## [WHAT IS NEEDED]
Report every line from the following entries that contains the string "left".

◆ ◆ ◆ ◆ ◆ ◆ ◆

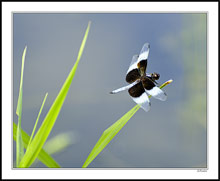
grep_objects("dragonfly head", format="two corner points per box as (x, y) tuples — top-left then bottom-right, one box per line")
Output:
(151, 72), (160, 80)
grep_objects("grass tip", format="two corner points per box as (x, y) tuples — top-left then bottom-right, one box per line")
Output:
(167, 79), (173, 84)
(24, 46), (27, 53)
(87, 21), (92, 28)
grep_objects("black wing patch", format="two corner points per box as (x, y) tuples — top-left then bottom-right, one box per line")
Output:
(128, 82), (145, 98)
(126, 69), (141, 83)
(137, 59), (147, 76)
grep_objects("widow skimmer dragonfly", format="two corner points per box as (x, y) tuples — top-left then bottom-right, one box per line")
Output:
(110, 43), (167, 112)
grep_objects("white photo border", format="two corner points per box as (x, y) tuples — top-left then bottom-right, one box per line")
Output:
(2, 1), (218, 179)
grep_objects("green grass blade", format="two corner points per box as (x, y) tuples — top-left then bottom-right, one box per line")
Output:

◆ ◆ ◆ ◆ ◆ ◆ ◆

## [EXERCISE ANSWER]
grep_objects("dragonfly head", format="two corner points per box as (x, y) tuples — top-left then bottom-right, one box per line")
grep_objects("grass tip", format="two corner points per box as (x, y) tuples — top-left then bottom-right, one box per line")
grep_objects("black wing patch", format="two corner points per box as (x, y) tuples — top-left then bottom-right, one box per line")
grep_objects("widow skimmer dragonfly", format="two corner points per box as (x, y) tuples — top-left then bottom-right, one box per line")
grep_objects("white photo border", format="two corner points per box as (x, y) tuples — top-left then bottom-right, one box per line")
grep_objects("green grass blade", format="two corner points per box as (x, y) tuples — top-left then bottom-right, one box per line")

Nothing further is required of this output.